- **Exercise requirements**: Collect every line of the material that contains the word "positive", treating uppercase and lowercase letters as different.
▬▬▬▬▬▬
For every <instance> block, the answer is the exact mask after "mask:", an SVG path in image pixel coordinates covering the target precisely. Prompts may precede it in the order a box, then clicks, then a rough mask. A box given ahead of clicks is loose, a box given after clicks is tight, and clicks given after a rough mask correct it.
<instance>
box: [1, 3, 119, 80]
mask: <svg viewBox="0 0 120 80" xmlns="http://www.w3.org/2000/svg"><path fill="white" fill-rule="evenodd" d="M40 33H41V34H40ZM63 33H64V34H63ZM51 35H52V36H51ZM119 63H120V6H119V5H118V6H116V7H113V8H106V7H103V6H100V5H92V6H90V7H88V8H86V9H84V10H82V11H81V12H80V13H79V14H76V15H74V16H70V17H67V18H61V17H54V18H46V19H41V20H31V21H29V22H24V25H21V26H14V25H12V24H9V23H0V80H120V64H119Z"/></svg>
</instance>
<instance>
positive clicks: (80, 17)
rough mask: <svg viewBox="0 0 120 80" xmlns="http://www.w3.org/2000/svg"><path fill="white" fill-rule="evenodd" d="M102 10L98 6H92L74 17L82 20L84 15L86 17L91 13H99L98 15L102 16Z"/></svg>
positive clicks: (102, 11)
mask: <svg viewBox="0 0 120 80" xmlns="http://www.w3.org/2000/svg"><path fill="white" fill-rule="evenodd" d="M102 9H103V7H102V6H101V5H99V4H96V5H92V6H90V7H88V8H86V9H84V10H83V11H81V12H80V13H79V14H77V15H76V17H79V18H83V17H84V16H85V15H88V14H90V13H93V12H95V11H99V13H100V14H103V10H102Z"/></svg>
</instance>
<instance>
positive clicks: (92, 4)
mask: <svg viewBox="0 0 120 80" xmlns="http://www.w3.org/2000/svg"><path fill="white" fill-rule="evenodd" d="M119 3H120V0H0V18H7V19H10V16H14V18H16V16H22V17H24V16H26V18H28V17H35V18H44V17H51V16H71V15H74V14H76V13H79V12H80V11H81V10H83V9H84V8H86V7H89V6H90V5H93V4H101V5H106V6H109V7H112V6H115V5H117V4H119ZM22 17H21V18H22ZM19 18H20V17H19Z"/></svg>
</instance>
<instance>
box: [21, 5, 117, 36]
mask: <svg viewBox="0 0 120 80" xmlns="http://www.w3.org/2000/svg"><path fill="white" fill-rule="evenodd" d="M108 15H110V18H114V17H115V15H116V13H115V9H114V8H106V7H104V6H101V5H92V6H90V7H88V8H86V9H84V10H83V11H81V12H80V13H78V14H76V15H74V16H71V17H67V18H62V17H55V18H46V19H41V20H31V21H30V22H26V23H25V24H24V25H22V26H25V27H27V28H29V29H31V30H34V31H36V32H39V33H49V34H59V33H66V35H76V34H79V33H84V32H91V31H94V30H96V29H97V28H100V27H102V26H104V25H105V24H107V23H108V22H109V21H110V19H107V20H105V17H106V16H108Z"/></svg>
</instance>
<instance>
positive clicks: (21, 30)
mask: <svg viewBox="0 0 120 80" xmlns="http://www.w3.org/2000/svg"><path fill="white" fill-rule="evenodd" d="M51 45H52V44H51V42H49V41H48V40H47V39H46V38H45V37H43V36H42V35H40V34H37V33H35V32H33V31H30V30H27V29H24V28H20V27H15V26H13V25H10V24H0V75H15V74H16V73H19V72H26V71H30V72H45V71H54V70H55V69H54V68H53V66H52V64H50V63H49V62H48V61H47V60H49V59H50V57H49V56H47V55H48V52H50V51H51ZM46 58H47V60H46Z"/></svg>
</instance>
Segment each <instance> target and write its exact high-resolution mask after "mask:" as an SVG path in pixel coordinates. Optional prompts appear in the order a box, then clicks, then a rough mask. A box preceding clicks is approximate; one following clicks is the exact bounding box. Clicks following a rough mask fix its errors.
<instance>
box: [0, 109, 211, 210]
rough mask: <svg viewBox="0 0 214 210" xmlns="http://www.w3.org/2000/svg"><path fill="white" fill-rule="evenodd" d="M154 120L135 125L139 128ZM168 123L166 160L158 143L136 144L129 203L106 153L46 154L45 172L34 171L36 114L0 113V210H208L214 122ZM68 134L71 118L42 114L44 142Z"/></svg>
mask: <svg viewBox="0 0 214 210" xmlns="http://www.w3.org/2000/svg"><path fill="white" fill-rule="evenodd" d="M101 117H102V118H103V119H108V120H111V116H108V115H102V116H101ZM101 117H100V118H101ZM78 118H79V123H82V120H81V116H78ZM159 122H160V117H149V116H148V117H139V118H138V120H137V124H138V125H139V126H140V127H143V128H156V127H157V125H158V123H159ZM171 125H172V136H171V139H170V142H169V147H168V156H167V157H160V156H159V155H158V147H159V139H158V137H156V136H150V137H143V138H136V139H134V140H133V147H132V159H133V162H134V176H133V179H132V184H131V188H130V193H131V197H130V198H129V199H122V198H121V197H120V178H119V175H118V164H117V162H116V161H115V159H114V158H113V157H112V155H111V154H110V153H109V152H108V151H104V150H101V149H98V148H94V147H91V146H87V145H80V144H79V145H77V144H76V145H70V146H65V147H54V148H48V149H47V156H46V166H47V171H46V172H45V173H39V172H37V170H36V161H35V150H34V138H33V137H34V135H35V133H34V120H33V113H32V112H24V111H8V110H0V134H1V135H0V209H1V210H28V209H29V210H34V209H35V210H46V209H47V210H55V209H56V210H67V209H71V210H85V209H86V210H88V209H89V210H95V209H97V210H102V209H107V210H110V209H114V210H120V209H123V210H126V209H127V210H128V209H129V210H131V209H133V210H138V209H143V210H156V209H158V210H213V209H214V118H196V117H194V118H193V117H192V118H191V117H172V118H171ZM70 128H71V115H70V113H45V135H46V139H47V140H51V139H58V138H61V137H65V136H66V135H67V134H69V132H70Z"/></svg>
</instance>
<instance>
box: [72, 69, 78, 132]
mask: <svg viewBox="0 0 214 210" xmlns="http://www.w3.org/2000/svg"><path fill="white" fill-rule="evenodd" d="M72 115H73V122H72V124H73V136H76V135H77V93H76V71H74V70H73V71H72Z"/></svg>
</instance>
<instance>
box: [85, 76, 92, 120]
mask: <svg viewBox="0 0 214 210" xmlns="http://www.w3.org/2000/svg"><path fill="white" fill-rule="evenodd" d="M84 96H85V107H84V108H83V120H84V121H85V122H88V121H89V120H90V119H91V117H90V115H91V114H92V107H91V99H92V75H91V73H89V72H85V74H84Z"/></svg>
▬▬▬▬▬▬
- **Answer box**:
positive clicks: (80, 17)
positive clicks: (102, 11)
positive clicks: (92, 4)
positive clicks: (21, 30)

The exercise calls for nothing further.